**** Task material ****

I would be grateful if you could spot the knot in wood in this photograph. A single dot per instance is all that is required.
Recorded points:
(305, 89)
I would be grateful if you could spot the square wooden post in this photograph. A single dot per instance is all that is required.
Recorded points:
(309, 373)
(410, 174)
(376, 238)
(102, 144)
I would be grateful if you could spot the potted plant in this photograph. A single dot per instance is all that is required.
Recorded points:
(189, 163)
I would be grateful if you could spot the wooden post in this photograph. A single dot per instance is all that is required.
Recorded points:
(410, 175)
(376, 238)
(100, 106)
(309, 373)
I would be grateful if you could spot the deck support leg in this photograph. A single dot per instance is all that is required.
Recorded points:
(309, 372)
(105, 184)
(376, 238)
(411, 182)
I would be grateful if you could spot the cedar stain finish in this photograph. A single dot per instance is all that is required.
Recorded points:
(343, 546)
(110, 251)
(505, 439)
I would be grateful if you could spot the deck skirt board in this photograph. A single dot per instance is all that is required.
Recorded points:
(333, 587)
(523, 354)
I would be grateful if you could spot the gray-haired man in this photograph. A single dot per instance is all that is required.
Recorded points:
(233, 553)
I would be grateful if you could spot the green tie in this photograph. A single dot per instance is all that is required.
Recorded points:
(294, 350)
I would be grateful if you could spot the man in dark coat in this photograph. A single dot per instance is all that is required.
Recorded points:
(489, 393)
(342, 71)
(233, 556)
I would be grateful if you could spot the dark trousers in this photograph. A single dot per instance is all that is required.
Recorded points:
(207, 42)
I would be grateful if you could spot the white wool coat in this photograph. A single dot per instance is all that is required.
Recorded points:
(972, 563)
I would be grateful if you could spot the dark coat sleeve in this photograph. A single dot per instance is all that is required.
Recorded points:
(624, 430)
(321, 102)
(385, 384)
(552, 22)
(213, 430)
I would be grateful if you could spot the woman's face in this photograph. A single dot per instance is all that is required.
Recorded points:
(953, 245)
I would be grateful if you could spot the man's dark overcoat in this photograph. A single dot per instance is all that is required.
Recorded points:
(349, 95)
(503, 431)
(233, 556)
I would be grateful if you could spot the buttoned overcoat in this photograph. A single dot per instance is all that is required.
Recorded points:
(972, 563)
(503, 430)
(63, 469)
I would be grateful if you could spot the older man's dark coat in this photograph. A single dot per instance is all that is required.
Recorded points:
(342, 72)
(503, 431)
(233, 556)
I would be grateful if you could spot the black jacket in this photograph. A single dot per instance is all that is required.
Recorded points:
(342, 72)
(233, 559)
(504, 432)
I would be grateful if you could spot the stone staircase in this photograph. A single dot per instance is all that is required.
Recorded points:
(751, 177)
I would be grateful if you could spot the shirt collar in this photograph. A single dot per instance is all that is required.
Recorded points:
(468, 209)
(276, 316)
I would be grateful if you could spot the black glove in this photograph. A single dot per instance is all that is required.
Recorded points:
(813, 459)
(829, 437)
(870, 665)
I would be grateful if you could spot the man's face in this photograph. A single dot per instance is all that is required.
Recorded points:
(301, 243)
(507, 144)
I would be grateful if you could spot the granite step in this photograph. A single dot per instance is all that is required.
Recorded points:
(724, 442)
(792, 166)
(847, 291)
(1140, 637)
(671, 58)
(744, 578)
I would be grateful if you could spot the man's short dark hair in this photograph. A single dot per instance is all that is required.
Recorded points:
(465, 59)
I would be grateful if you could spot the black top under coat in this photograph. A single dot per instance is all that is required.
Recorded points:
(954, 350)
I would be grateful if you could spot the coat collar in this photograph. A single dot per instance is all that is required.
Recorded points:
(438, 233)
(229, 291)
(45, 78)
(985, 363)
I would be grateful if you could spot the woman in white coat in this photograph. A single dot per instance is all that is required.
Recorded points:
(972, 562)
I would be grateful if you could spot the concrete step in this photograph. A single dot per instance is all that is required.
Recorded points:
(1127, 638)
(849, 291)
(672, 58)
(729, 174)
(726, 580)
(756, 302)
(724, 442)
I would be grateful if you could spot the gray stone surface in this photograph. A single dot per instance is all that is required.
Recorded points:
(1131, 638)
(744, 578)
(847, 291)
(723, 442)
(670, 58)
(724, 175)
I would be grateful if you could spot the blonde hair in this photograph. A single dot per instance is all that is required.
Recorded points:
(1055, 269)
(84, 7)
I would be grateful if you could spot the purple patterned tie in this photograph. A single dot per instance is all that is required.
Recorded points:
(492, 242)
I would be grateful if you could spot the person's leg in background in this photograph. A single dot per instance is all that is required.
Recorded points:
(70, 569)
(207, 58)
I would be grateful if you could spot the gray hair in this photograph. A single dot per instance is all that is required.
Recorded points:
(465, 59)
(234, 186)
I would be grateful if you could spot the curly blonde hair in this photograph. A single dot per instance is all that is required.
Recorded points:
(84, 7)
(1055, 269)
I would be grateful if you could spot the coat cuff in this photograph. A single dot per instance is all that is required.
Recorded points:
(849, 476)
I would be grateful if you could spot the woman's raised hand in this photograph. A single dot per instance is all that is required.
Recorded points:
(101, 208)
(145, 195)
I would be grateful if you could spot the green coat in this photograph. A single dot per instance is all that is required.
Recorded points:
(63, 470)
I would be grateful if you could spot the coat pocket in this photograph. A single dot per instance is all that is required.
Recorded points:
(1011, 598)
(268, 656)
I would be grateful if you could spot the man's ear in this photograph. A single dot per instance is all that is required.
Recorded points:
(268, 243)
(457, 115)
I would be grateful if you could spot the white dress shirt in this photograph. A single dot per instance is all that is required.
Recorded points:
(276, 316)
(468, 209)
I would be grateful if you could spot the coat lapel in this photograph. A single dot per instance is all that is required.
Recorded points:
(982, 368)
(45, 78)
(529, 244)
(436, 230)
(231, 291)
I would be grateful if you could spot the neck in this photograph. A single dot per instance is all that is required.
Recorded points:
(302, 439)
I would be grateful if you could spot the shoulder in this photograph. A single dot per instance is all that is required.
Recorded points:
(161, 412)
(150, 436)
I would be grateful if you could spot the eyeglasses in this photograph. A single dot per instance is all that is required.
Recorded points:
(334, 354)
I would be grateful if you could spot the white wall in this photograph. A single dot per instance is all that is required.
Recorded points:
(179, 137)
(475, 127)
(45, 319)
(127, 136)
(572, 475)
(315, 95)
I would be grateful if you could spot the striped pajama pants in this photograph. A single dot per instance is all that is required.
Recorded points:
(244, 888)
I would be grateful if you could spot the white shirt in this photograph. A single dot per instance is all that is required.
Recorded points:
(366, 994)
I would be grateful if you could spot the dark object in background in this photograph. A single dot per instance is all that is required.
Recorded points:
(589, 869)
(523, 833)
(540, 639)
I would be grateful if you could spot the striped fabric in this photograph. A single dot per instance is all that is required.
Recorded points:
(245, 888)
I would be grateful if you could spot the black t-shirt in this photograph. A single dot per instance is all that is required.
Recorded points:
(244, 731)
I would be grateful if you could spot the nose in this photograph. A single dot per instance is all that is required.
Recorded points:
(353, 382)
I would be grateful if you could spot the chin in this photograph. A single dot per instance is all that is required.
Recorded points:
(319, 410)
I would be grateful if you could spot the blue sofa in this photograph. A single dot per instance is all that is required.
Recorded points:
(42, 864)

****

Task prompt: Rewrite all of the items above with every "Recorded points" renamed to "Marked points", leaving everything else the same.

Response to the task:
I would be grateful if you could spot the knot in wood in this photograph. A single dot per instance is all that is required.
Marked points:
(305, 89)
I would be grateful if you could spot the square wooden post in this photograph. A single dot per instance is all that is required.
Marked points:
(309, 373)
(410, 174)
(376, 238)
(102, 144)
I would be grateful if you could spot the potted plant in this photograph. A single dot per instance is all that is required.
Marked points:
(189, 163)
I would be grateful if you could spot the wooden post in this photograph. A single dot per instance is all that is required.
Marked points:
(410, 175)
(376, 238)
(100, 106)
(309, 373)
I would be grateful if you could spot the deck support leg in this photograph. A single dot per instance is all that is required.
Marked points:
(309, 372)
(105, 184)
(376, 238)
(411, 182)
I would be grateful if you could spot the cedar stain finish in this photograph. A single dot per instance is all that is required.
Marked points:
(343, 546)
(110, 251)
(505, 439)
I would be grateful if you could spot the deck skirt board in this photograph. A single dot per instance is all that is required.
Marked points:
(333, 587)
(523, 354)
I would be grateful if you could spot the gray-haired man in this photograph. A single dot per instance is all that is required.
Marked points:
(233, 553)
I would be grateful if you could spot the green tie in this photograph. A single dot per instance is all that is required.
Marked points:
(294, 350)
I would be grateful if you could spot the man in dark coat in this photograph. A single dot per instance is all that is required.
Marked points:
(489, 393)
(342, 71)
(233, 556)
I would be grateful if you could spot the dark trousers in this photograph. A single dot per instance is all that is required.
Marked points:
(207, 42)
I would be grateful if you could spot the white wool coat in this photograph. A single dot per instance is all that is required.
Marked points:
(972, 563)
I would be grateful if you could spot the dark coat sleeve in this photograph. A single dot per instance is all that is required.
Marked points:
(624, 430)
(321, 102)
(385, 384)
(552, 22)
(213, 430)
I would be grateful if you could spot the woman's face in this photograph. A single dot per instance is all that is required.
Marked points:
(953, 245)
I would be grateful if you could spot the man's dark overcoat in this photograph. A single dot per instance is all that is required.
Marked points:
(349, 95)
(503, 431)
(233, 556)
I would be grateful if you could spot the buttoned overcoat in this photograph. A single dot per instance is all that is required.
Marked points:
(972, 563)
(503, 430)
(63, 469)
I would be grateful if you could spot the older man's dark coat in this photograph. A single dot per instance is all that is required.
Marked points:
(342, 72)
(503, 431)
(233, 556)
I would be grateful if you could spot the black jacket in this photograph. A single dot per instance is all that is required.
Marked points:
(342, 72)
(233, 559)
(504, 432)
I would be grateful if you could spot the stone staircase in this photograph. A single dot per instance is all that is required.
Marked points:
(751, 177)
I would be grateful if you could spot the shirt collar in this photograph. A single dot per instance is all that is required.
Marked points:
(468, 209)
(276, 316)
I would be grateful if you could spot the black glove in this photograph. A single dot per instance is all that is required.
Marked points:
(813, 459)
(829, 437)
(870, 665)
I would be grateful if you could spot the man's face in this photograph. A single dot per instance is all that is required.
Marked points:
(301, 243)
(507, 144)
I would be grateful if you could spot the granite step in this photograph. A single dot per instance is all that is required.
Marked points:
(724, 442)
(792, 166)
(847, 291)
(1140, 637)
(671, 58)
(744, 578)
I would be grateful if you could spot the man's short dark hair in this photograph. A single dot per instance is all that is required.
Marked points:
(465, 59)
I would be grateful if you could spot the black top under coat in this photograph. A single dot per instance is all that is required.
Marked points:
(954, 350)
I would be grateful if you could spot the coat collar in this photograph. A single dot per instance is all that is required.
Marked points:
(438, 233)
(229, 291)
(45, 78)
(985, 363)
I would be grateful if you could spot the woman in white coat in this photograph. A single dot per instance is all that is required.
Marked points:
(972, 562)
I would be grateful if you could spot the concrete step in this photograph. A single dot per instance is all that is required.
Marked points:
(1127, 638)
(849, 291)
(672, 58)
(729, 174)
(726, 580)
(756, 302)
(724, 442)
I would be grateful if you could spot the gray stone surface in this photograph. A single dot per instance is all that is required.
Marked points:
(1131, 638)
(744, 578)
(847, 291)
(723, 442)
(670, 58)
(724, 175)
I would be grateful if you could spot the blonde hair in this photograph. A single dot per instance is all that is required.
Marked points:
(1055, 269)
(84, 7)
I would be grateful if you could spot the purple patterned tie in this photograph. A single dot per instance is all that is required.
Marked points:
(492, 242)
I would be grateful if you could spot the person's leg in background in this photograph. A single dot per instance is all that is required.
Marked points:
(70, 569)
(207, 58)
I would be grateful if you could spot the gray hair in this photograph. A single dot per instance is all that is required.
Marked points:
(465, 59)
(234, 186)
I would be grateful if you could spot the curly blonde hair in this photograph. A single dot per instance is all that is required.
Marked points:
(84, 7)
(1055, 269)
I would be grateful if you could spot the coat cuff in this photograph. A single dot per instance is all that is required.
Marked points:
(849, 476)
I would be grateful if you could spot the woman's raised hand in this photograph. A single dot per instance is all that is required.
Marked points:
(101, 208)
(145, 195)
I would be grateful if you could spot the green coat in this photograph. A single dot per instance is all that is required.
Marked points:
(63, 470)
I would be grateful if you could spot the coat pocket in this photograph. A single dot per instance is all that is required.
Marked points:
(1011, 598)
(268, 656)
I would be grateful if you could spot the man's ear in this photograph. A single dot per instance is all that is required.
Marked points:
(268, 243)
(457, 115)
I would be grateful if you could spot the white dress shirt in this photograph. A single dot per instance is all that is required.
Marked points:
(276, 316)
(468, 209)
I would be grateful if you could spot the coat lapel in this photograph. A single dot per instance is all that is required.
Marked points:
(982, 368)
(45, 78)
(529, 244)
(436, 230)
(231, 291)
I would be grateful if you could spot the neck in this photograph. A single dot per instance is all that is required.
Marked points:
(302, 439)
I would be grateful if you could spot the shoulder in this photograph. A single dot per instance is all that is required.
Marked points:
(161, 412)
(150, 436)
I would be grateful if you could spot the eyeglasses in this photograph. A single dot per instance is all that is required.
Marked points:
(334, 354)
I would be grateful if you could spot the white wall in this photograph. A single dot per instance is all that is required.
Marked points:
(179, 137)
(475, 127)
(45, 319)
(127, 136)
(572, 475)
(315, 95)
I would be grateful if you could spot the striped pajama pants in this photograph. A single dot per instance is all that is required.
Marked points:
(244, 888)
I would be grateful if you could spot the white shirt in this photograph. A single dot per instance is all that is required.
Marked points:
(366, 994)
I would be grateful if you could spot the dark object in background in this photograph. A single dot per instance is all that is required.
Marked points:
(589, 869)
(523, 833)
(540, 639)
I would be grateful if you could spot the striped fabric in this photograph. A single dot per instance is all that is required.
Marked points:
(245, 888)
I would be grateful if you could spot the black t-shirt in this photograph. A single dot per instance is all that is required.
Marked points:
(244, 731)
I would be grateful if you could spot the nose in this photograph. A single dot per instance is all that is required.
Marked points:
(353, 382)
I would be grateful if you could spot the chin in this photograph. A single dot per instance is all that is required.
Marked points:
(319, 410)
I would be grateful if you could spot the blue sofa in this photograph. A single dot per instance is all that is required.
Marked points:
(42, 864)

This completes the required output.